▶ Requirement
Count the lines in the items below that contain the word "shrine". Give only the number.

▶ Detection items
|---|
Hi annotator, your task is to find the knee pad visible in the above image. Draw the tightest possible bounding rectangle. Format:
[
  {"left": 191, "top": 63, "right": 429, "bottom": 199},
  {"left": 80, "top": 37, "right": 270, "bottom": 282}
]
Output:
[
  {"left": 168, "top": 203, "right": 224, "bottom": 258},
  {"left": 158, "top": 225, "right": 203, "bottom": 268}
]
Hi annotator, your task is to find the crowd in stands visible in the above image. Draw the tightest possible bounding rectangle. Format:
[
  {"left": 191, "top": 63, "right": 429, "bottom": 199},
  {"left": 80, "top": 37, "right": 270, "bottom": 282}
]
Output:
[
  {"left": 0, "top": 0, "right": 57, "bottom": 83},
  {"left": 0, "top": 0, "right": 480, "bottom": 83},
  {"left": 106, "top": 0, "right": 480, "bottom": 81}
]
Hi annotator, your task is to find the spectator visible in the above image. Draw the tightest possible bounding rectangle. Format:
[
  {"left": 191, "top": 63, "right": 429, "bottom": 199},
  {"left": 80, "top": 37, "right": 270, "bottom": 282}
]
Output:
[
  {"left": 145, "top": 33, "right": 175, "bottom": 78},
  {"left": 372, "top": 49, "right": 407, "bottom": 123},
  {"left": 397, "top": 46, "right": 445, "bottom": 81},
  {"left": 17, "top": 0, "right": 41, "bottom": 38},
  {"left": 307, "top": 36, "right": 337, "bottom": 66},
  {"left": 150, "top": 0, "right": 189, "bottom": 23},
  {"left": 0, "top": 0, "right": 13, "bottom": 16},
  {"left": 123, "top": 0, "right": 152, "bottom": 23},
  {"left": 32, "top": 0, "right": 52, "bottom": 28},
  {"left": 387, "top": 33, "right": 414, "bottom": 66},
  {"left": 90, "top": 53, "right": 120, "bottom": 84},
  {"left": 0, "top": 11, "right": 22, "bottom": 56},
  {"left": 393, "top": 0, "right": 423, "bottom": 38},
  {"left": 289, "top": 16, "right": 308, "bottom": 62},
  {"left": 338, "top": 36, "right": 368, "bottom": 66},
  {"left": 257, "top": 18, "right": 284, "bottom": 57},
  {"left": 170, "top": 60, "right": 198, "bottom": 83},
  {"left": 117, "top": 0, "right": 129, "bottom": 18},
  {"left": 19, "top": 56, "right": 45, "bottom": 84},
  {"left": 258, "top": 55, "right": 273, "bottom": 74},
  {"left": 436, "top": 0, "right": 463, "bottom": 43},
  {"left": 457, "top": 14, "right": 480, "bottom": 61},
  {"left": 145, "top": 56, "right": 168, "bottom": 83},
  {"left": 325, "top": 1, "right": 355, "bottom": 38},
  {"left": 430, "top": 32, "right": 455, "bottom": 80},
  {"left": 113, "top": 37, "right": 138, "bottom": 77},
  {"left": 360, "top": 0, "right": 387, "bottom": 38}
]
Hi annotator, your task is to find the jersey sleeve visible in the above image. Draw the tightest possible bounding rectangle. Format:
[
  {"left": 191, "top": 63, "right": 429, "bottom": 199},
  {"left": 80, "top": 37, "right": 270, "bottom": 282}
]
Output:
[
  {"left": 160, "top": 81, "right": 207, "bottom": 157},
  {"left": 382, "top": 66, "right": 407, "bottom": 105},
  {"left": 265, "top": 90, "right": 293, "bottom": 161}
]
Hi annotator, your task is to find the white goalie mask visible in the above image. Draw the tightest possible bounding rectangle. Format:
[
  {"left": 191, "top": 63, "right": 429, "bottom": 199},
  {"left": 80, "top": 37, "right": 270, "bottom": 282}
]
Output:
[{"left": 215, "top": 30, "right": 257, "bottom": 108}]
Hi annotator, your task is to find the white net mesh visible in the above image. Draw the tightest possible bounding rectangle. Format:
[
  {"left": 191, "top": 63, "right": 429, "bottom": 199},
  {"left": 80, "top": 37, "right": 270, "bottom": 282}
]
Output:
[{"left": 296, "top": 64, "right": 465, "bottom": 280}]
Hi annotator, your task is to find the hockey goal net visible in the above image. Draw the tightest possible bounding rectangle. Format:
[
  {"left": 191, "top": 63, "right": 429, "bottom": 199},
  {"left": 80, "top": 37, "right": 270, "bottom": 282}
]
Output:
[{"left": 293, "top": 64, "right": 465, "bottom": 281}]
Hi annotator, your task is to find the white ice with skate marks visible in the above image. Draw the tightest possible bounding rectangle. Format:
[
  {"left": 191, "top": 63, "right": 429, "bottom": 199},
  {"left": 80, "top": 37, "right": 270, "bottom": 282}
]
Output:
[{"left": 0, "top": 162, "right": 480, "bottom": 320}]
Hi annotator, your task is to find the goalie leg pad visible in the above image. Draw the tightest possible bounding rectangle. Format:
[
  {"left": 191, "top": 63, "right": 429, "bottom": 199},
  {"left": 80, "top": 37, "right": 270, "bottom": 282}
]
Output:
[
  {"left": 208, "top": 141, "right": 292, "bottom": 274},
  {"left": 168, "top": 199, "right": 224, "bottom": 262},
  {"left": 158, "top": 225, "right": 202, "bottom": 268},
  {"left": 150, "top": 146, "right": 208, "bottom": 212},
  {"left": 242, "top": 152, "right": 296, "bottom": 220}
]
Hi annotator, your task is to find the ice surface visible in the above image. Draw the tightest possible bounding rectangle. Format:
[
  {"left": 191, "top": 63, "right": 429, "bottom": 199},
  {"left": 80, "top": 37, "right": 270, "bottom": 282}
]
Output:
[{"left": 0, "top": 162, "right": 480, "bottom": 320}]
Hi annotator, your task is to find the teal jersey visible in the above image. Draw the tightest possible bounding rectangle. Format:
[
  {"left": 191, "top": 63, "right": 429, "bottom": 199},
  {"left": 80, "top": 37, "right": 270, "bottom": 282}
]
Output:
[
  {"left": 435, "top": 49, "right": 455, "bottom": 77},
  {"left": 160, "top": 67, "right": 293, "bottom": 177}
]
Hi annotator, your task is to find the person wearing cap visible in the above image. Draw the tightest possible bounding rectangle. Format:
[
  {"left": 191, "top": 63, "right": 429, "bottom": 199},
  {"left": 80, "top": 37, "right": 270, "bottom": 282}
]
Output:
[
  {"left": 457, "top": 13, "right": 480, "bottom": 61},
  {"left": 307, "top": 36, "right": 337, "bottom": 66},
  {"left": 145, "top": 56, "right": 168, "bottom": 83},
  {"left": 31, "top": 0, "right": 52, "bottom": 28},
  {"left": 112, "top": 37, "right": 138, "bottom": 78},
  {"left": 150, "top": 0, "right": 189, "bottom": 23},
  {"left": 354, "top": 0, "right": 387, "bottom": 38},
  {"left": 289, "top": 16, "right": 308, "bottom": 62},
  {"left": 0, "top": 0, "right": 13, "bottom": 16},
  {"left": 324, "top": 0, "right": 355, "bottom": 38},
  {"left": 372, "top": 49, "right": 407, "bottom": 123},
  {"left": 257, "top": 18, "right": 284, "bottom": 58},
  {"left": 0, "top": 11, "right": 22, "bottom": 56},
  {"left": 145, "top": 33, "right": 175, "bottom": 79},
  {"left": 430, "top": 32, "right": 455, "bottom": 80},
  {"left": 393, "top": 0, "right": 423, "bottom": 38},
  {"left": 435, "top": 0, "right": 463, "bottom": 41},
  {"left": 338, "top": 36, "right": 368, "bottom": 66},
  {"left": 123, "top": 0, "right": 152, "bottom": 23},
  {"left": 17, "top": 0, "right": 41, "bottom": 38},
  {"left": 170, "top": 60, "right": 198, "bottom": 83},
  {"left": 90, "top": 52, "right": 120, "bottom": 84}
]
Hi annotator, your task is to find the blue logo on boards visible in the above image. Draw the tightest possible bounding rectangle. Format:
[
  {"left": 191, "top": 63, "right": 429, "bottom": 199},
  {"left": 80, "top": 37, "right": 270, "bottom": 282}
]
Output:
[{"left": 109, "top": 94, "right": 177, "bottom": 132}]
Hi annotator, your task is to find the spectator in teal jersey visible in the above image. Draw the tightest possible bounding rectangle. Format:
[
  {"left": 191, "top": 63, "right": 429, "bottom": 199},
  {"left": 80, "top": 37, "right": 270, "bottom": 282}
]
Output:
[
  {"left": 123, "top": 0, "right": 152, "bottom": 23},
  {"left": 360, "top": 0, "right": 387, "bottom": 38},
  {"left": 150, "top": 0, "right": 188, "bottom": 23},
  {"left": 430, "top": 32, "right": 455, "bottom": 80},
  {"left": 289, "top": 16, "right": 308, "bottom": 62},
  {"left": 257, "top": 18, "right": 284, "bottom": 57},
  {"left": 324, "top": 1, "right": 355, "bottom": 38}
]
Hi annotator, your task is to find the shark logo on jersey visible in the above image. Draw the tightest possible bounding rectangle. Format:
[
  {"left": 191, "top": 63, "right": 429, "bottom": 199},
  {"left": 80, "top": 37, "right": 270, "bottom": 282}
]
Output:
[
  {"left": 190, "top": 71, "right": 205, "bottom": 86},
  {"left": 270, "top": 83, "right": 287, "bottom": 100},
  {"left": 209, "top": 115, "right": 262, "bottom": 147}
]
|---|
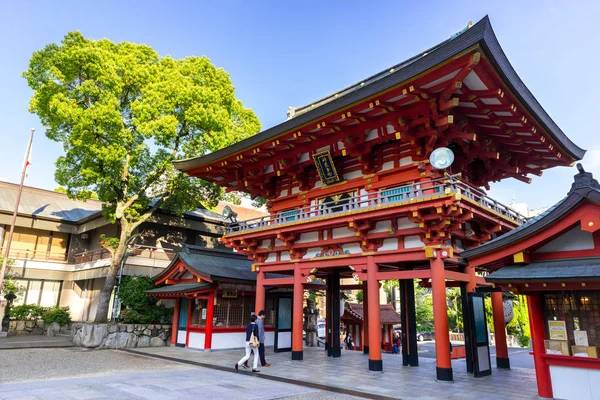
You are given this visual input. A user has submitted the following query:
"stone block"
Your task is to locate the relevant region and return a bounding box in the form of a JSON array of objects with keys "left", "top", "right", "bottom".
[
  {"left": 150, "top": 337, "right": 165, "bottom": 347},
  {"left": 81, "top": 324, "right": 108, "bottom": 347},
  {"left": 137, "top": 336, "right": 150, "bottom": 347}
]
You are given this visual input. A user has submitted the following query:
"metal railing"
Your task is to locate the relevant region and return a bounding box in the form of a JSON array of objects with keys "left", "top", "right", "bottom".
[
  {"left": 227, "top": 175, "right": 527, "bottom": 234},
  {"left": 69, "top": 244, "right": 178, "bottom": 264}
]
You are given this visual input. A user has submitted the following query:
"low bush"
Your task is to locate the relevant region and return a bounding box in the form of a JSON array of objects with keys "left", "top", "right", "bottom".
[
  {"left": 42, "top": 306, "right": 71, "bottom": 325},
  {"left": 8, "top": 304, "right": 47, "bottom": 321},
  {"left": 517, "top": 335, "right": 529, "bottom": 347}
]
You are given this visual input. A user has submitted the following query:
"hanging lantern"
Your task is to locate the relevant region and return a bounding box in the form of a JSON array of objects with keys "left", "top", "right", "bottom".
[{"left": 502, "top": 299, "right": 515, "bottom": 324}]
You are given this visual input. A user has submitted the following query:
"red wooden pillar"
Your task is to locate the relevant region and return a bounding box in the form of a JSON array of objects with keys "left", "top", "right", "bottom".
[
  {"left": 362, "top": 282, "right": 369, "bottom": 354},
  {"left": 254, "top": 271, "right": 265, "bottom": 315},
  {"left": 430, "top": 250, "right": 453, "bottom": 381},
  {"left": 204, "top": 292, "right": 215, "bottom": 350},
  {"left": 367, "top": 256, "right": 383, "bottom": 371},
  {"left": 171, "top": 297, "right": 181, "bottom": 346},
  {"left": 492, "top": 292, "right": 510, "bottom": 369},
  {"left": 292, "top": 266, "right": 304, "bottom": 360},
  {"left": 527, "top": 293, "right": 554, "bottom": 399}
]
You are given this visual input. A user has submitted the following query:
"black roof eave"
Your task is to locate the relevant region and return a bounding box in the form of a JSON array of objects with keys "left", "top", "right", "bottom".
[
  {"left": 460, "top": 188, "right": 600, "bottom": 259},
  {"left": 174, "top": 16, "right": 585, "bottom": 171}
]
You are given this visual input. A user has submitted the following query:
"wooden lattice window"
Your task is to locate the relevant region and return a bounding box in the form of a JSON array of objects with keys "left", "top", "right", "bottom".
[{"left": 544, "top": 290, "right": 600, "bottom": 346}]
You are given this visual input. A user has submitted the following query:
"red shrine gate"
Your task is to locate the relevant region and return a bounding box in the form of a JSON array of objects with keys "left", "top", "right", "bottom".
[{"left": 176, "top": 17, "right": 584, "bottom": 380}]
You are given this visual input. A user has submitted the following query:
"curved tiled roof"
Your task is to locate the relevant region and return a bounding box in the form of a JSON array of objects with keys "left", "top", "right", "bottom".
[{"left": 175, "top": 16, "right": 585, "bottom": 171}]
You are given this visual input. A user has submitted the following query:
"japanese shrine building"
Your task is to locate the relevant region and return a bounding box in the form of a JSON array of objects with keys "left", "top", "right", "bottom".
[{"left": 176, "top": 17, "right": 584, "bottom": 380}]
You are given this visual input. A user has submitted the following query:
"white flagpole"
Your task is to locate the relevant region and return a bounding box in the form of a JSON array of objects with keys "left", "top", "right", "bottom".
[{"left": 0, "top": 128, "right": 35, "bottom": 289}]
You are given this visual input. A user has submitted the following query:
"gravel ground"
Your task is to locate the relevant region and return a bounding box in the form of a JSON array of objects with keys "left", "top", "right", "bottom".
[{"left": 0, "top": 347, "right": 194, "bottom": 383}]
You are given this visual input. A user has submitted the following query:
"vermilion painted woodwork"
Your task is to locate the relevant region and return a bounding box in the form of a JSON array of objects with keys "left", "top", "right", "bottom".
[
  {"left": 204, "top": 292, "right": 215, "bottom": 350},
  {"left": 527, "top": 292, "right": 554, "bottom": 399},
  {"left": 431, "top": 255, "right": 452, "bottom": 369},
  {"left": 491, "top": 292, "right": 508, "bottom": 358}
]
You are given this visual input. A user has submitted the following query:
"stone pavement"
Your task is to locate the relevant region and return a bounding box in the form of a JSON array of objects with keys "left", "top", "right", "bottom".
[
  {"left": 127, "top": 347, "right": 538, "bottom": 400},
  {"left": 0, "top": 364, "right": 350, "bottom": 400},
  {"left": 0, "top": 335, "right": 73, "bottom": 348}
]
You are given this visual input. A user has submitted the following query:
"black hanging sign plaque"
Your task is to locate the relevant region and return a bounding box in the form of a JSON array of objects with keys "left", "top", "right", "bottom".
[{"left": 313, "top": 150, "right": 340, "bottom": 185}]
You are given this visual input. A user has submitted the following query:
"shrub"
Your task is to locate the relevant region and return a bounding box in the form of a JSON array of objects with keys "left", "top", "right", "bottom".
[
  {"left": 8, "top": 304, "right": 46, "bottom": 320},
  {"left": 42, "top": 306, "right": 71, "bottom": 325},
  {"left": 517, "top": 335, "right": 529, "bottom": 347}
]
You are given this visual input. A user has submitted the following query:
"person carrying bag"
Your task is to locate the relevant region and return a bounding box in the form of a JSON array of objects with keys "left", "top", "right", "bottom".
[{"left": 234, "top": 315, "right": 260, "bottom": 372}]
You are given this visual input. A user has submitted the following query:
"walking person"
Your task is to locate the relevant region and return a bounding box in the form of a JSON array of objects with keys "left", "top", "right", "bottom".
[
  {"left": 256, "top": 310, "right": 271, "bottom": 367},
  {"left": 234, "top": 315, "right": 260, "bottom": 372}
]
|---|
▶ Worked answer
2